• **SECÇÃO DE TEXTO**
---*---

10 de dezembro de 2020

Opinião – “TENET” de Christopher Nolan

Sinopse

John David Washington (filho de Dezel Washington) é o novo protagonista no filme de ação e sci-fi de Christopher Nolan. Armado apenas com uma palavra – Tenet – e lutando pela sobrevivência do planeta, o protagonista viaja pelo mundo nebuloso da espionagem internacional numa missão que irá desvendar algo além do tempo real. Não se trata de uma viagem no tempo. Mas sim, uma inversão do tempo.

Opinião por Artur Neves

Muito se tem falado sobre a ininteligibilidade deste filme que reúne os mais fervorosos adeptos dos efeitos especiais e os mais acérrimos detratores sobre uma história de ficção científica (segundo a classificação oficial) que exige para a sua compreensão o conhecimento mais ou menos seguro de uma grandeza física, a Entropia, que apesar de ser um conceito usado no léxico comum não é integralmente conhecido por quem o usa e por quem o ouve. Na Internet também pululam muitas interpretações deste filme, algumas das quais tentando explicar cena a cena mas que falham nos seus objetivos, considerando que apenas descrevem o que se vê na tela, mas não transmitem o conhecimento de base para entender essa descrição. É essa tarefa que eu me proponho tentar nesta crónica, antes de falar sobre o filme em si mesmo.

Em jeito de postulado e como definição, digo que; Entropia é uma grandeza termodinâmica que mede o grau de liberdade molecular dum sistema. Antes de avançar quero também deixar claro que neste contexto; sistema é todo o corpo completo e inteiro que por si só constitua uma identidade molecular formada por moléculas e estas por átomos, como aliás acontece com toda a matéria sólida, líquida ou gasosa do planeta, independentemente de ser um elemento puro ou um composto.

---*---

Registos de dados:
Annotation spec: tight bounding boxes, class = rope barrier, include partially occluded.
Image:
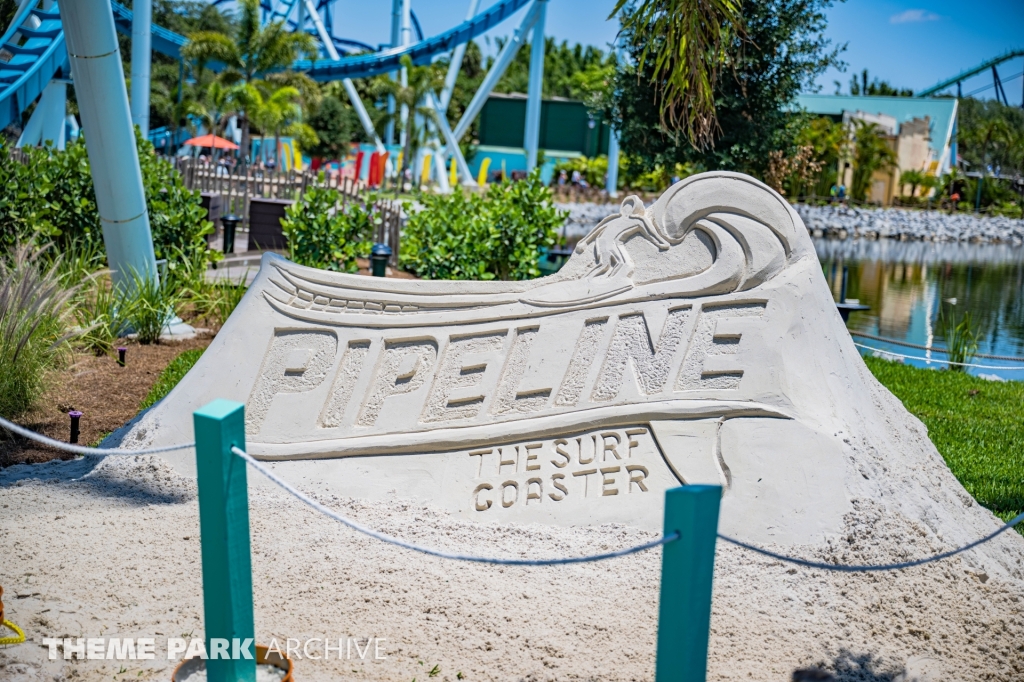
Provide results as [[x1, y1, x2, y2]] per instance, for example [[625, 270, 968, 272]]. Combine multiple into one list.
[[718, 513, 1024, 573], [0, 417, 196, 457], [850, 331, 1024, 363], [231, 446, 1024, 572], [0, 413, 1024, 573], [231, 446, 679, 566], [853, 341, 1024, 372], [0, 621, 25, 646]]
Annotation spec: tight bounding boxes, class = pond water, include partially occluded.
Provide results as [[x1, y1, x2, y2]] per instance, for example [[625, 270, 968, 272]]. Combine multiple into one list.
[[814, 239, 1024, 380]]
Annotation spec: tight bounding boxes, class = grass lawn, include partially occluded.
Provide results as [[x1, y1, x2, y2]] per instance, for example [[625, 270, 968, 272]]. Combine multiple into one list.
[[864, 357, 1024, 535]]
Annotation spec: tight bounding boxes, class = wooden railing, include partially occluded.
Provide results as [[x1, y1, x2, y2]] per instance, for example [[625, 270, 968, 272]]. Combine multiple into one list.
[[171, 158, 401, 266]]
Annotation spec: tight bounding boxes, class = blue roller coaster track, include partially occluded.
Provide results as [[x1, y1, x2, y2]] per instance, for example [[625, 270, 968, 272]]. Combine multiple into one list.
[[6, 0, 531, 129]]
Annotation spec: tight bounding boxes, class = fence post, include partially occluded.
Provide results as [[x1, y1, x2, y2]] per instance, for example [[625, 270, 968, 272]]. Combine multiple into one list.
[[193, 400, 256, 682], [654, 485, 722, 682]]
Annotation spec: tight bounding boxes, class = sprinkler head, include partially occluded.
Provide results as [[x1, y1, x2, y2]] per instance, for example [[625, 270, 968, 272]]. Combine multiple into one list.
[[68, 410, 82, 443]]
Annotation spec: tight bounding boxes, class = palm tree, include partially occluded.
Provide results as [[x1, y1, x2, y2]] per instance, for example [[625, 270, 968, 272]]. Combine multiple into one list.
[[253, 85, 318, 168], [373, 55, 444, 193], [181, 0, 317, 161], [608, 0, 742, 148], [851, 119, 896, 202], [899, 168, 925, 199]]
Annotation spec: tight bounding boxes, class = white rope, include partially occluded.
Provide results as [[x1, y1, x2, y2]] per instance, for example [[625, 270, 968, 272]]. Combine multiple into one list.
[[0, 417, 196, 457], [231, 446, 1024, 572], [853, 341, 1024, 372], [231, 440, 679, 566]]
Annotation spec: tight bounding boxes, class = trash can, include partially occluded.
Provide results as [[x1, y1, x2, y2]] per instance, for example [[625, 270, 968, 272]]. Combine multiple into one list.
[[370, 244, 391, 278], [220, 213, 242, 254]]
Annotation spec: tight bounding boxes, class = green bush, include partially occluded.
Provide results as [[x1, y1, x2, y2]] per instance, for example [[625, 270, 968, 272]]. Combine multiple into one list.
[[400, 170, 567, 280], [0, 245, 75, 418], [0, 131, 219, 270], [281, 187, 379, 272], [75, 270, 125, 355]]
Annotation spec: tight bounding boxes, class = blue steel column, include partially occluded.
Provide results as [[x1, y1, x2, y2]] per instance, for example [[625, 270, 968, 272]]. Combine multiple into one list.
[[131, 0, 153, 137], [439, 0, 480, 115], [59, 0, 157, 286], [452, 2, 543, 140], [604, 128, 618, 198], [384, 0, 401, 145], [398, 0, 413, 148], [522, 0, 548, 171]]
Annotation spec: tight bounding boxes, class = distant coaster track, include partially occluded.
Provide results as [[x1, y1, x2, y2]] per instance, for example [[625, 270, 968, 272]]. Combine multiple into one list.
[[6, 0, 532, 128]]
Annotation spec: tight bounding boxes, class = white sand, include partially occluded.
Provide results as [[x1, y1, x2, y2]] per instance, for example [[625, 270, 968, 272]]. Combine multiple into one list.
[[178, 664, 285, 682], [0, 450, 1024, 682]]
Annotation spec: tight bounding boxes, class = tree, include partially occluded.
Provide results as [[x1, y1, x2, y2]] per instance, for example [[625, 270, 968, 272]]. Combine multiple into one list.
[[850, 119, 896, 202], [609, 0, 751, 148], [797, 116, 849, 197], [836, 69, 913, 97], [181, 0, 317, 161], [376, 54, 444, 191], [606, 0, 842, 175]]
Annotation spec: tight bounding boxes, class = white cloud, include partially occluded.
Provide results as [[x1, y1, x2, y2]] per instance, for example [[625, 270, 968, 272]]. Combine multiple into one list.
[[889, 9, 942, 24]]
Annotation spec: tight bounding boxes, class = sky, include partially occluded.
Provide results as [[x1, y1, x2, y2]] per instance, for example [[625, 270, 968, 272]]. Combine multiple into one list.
[[321, 0, 1024, 100]]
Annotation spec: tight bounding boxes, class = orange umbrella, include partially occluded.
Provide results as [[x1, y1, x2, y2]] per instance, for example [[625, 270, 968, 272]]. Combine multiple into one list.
[[185, 135, 239, 150]]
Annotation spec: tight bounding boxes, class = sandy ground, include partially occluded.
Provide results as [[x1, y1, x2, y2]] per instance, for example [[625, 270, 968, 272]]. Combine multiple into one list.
[[0, 450, 1024, 682]]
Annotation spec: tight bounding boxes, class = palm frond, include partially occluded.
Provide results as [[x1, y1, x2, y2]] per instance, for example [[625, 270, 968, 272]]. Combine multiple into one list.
[[609, 0, 742, 148]]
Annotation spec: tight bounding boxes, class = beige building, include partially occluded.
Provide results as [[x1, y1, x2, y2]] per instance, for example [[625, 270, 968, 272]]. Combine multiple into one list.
[[798, 95, 957, 206]]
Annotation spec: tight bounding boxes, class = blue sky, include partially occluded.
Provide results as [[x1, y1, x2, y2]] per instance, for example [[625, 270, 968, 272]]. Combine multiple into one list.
[[335, 0, 1024, 100]]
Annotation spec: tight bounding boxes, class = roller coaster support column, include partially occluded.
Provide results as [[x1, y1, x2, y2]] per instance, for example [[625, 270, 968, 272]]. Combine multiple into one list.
[[522, 0, 548, 171], [302, 0, 391, 166], [384, 0, 401, 145], [427, 92, 476, 185], [604, 128, 618, 198], [131, 0, 149, 137], [59, 0, 157, 286], [439, 0, 480, 116], [16, 78, 68, 152], [452, 2, 542, 141]]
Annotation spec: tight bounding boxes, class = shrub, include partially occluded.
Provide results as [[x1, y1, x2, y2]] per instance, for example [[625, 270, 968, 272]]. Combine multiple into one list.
[[0, 245, 75, 418], [400, 170, 567, 280], [117, 272, 181, 343], [281, 187, 379, 272]]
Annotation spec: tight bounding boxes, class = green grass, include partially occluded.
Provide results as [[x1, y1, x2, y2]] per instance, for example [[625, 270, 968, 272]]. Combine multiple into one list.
[[138, 348, 203, 410], [864, 357, 1024, 535]]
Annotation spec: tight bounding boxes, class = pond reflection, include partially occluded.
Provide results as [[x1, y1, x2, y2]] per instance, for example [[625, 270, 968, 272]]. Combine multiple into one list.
[[814, 239, 1024, 380]]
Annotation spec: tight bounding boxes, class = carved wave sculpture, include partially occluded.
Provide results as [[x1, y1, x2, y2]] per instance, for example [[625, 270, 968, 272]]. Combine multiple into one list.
[[112, 173, 1007, 544]]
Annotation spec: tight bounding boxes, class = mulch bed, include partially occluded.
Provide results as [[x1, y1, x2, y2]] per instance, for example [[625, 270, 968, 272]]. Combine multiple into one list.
[[0, 335, 212, 467], [0, 258, 418, 468]]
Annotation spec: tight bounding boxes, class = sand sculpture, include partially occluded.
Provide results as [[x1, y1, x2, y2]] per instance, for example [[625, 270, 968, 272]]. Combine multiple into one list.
[[112, 172, 1020, 572]]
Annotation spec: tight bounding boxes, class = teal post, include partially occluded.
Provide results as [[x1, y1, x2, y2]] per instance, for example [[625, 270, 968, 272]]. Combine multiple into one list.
[[193, 400, 256, 682], [654, 485, 722, 682]]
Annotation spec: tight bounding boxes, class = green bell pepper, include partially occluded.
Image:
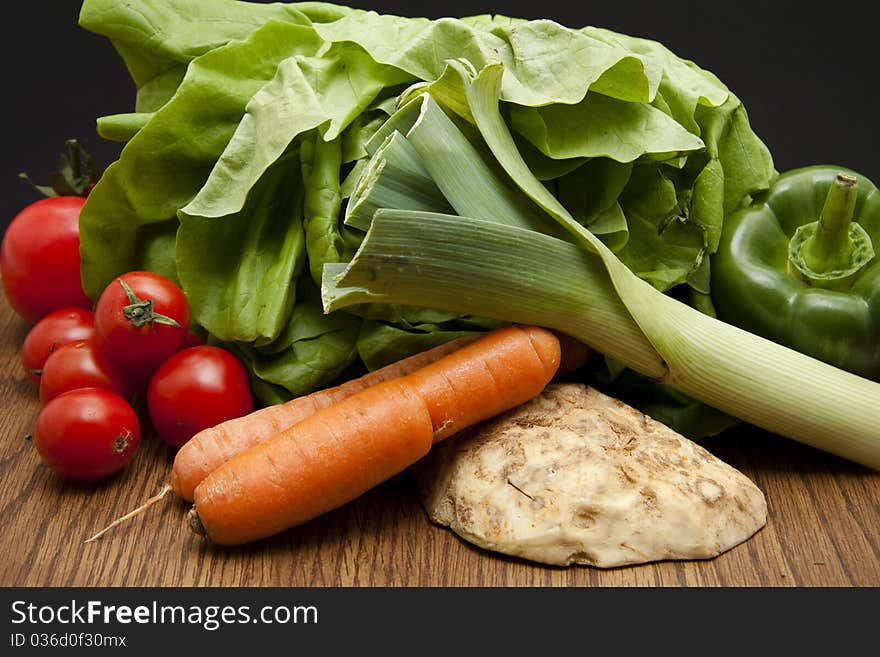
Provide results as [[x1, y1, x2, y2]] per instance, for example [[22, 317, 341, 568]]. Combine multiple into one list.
[[711, 166, 880, 381]]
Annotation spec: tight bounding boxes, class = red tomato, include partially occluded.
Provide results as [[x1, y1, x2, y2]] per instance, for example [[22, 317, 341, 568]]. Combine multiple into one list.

---*---

Segundo a crítica ao filme TENET, que grandeza mede a Entropia? Os dados provêm de uma fonte distinta da do texto.

• **RESULTADO DO EXERCÍCIO**
O grau de liberdade molecular de um sistema.